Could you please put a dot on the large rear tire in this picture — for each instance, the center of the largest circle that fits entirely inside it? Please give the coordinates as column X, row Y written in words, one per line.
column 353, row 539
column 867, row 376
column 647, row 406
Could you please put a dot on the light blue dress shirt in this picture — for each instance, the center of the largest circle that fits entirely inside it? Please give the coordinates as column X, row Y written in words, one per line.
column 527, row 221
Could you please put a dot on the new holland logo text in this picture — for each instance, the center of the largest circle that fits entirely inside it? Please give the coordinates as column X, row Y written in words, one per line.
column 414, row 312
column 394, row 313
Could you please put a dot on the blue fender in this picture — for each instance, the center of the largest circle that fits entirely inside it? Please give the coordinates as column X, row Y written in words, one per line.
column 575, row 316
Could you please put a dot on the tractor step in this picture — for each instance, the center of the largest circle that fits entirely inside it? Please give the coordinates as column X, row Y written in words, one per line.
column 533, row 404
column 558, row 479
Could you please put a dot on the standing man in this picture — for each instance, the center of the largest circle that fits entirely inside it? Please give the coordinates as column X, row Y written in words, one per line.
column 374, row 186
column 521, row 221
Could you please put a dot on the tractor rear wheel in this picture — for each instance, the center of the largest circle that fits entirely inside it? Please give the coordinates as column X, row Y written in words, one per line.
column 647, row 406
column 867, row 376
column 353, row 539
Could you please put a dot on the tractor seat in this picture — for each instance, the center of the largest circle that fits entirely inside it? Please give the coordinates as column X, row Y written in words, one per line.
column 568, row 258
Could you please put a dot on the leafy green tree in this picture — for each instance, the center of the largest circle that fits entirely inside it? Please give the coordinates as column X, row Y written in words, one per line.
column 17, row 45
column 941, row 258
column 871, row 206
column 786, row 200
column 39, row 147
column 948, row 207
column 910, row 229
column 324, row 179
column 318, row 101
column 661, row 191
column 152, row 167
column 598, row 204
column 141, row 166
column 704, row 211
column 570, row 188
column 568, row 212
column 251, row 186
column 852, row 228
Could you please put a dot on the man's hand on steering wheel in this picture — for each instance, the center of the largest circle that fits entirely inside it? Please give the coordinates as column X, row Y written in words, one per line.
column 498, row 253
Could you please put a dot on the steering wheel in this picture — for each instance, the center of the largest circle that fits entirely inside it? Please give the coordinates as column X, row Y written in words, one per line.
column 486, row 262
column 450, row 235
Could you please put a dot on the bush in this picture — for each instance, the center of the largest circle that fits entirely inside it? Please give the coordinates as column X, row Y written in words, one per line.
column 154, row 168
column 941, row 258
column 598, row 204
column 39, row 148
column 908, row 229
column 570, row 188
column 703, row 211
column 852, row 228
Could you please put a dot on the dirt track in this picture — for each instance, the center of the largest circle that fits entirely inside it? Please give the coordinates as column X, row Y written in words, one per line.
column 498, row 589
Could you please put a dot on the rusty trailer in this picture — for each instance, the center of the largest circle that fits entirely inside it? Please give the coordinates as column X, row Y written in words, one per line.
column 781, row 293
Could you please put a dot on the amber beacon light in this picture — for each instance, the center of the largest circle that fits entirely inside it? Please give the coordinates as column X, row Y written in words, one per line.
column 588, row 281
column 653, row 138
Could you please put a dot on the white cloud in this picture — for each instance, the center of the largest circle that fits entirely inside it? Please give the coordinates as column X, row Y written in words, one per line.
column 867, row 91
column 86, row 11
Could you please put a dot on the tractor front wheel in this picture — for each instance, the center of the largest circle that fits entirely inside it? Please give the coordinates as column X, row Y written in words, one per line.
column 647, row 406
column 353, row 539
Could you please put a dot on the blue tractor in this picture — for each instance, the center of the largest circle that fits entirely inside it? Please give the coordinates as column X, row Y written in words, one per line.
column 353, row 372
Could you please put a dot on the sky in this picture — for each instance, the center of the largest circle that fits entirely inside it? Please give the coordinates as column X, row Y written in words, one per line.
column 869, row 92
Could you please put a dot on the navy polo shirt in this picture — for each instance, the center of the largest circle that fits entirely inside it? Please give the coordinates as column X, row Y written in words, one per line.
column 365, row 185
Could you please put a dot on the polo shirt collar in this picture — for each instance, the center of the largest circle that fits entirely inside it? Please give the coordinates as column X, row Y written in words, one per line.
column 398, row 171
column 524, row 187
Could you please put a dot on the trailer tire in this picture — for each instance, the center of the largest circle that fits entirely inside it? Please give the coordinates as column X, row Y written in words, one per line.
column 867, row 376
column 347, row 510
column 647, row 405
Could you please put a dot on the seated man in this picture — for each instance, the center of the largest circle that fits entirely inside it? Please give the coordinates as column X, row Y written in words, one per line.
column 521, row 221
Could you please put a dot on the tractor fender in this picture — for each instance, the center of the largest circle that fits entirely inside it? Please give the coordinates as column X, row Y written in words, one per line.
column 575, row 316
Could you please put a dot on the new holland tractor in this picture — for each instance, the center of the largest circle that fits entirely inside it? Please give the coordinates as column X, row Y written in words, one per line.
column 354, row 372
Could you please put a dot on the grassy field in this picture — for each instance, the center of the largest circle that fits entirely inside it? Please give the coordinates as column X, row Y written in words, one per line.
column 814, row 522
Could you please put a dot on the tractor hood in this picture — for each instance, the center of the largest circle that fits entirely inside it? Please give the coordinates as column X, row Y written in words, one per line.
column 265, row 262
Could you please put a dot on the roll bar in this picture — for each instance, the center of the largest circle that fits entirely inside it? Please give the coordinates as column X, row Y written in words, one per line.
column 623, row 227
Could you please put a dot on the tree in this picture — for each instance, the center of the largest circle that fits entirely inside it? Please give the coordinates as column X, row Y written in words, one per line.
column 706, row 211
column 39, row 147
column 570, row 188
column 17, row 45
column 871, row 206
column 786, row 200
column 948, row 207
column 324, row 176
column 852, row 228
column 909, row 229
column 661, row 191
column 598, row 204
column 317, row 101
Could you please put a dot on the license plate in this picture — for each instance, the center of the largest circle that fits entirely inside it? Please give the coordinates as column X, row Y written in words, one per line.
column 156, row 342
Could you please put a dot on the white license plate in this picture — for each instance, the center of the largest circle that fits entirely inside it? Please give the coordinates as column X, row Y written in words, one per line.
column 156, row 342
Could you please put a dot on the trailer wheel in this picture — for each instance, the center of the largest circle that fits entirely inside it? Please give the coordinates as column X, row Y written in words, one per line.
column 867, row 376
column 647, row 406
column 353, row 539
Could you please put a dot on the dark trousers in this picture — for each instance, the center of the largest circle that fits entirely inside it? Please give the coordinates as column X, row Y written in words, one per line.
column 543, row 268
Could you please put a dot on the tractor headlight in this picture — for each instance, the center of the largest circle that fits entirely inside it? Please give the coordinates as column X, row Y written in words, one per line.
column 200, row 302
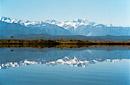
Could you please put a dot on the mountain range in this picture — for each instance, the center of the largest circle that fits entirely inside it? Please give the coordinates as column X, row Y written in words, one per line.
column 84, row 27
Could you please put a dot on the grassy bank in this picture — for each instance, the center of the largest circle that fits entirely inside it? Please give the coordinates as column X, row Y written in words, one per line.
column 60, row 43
------------------------------------
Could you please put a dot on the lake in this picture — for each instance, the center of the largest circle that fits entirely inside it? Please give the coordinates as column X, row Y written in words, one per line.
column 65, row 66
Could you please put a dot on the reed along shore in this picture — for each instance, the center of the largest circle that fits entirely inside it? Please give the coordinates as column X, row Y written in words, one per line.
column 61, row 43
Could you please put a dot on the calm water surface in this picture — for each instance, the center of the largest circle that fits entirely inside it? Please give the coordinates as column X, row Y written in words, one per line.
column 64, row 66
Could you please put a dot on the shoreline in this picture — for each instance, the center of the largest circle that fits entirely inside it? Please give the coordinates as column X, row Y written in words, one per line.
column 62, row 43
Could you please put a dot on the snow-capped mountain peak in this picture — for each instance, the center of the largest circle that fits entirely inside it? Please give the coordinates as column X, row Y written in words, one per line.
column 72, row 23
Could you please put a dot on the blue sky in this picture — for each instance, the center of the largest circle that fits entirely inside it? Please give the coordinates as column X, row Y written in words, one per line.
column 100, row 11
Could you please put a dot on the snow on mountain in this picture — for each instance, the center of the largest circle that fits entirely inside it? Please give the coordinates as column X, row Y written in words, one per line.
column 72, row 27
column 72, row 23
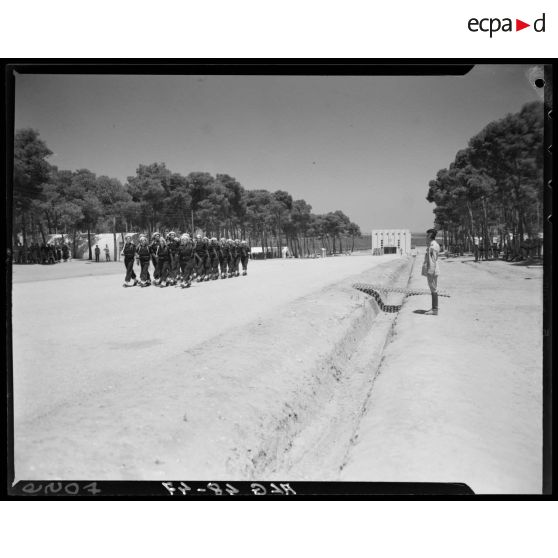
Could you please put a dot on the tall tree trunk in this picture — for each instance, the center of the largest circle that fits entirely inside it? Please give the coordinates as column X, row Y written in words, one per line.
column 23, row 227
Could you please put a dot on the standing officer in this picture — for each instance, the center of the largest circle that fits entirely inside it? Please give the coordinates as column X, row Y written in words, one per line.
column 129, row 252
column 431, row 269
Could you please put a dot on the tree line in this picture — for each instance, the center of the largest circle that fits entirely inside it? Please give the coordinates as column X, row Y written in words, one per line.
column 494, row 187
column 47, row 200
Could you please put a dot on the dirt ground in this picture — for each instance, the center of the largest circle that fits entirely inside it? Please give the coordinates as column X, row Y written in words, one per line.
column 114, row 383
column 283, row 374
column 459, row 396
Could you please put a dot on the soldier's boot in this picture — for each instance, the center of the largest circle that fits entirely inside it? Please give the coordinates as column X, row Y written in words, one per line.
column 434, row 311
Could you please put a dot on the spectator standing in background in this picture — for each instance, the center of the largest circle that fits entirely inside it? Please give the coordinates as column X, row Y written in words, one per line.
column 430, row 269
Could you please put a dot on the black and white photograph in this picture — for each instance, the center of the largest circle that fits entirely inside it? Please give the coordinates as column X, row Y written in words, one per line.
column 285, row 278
------------------------------------
* Task prompt *
Retype everything from the line containing "Could you please put a dot on the standing man" down to the line containing "column 568, row 258", with both of those lines included, keeping each line the same as in the rows.

* Answer to the exercise *
Could you please put a dot on the standing man in this picture — for each instance, the center of the largest circle that fits entirely inside it? Please give the coordinates as column X, row Y written in words, one per line.
column 374, row 186
column 521, row 221
Could you please put a dot on the tractor rear wheel in this picture — for each instance, the center of the largest circle that fits entirely inside it? Please give the coordinates as column X, row Y written in words, one per line.
column 647, row 406
column 867, row 376
column 353, row 539
Could you please put a dot on the tractor seat in this picture — for each instance, the center of the largest circle that fits entirely inside it? Please give the coordinates as column X, row Y written in words, one per line.
column 568, row 258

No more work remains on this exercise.